» Problem to solve: Arrange the items, starting at the line that contains "the wooden background" and ending at the last line of the items, as a JSON list of strings with one string per line and blank lines omitted. Include no other lines.

— Start of Recorded data —

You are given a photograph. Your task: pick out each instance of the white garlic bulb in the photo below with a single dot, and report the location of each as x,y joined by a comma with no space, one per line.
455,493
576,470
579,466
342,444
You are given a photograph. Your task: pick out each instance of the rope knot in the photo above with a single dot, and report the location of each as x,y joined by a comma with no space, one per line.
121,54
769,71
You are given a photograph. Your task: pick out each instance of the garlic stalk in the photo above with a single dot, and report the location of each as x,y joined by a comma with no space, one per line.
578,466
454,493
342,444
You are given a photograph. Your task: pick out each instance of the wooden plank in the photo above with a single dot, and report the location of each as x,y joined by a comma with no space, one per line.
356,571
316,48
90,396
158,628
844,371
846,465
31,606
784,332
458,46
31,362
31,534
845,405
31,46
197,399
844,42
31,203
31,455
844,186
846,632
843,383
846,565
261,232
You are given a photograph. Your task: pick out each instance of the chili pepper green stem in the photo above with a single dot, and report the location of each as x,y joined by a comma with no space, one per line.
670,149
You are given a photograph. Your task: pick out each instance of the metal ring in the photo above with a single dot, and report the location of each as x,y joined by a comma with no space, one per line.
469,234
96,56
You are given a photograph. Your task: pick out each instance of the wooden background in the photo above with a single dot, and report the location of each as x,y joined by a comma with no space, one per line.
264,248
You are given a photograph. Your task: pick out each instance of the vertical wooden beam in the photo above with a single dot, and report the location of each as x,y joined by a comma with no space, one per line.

— End of Recorded data —

» The output:
[
  "You are given a photograph. Your task: pick out each instance of the wooden background in the photo above with a single dot, and report the location of each as x,y joined by a comma with no space, one per line.",
  "264,248",
  "You are given a photograph. Your task: pick out each instance of the vertical wooden beam in the photo above with a single dot, and report the location of each as x,y joined by a comma with no space, one per line."
]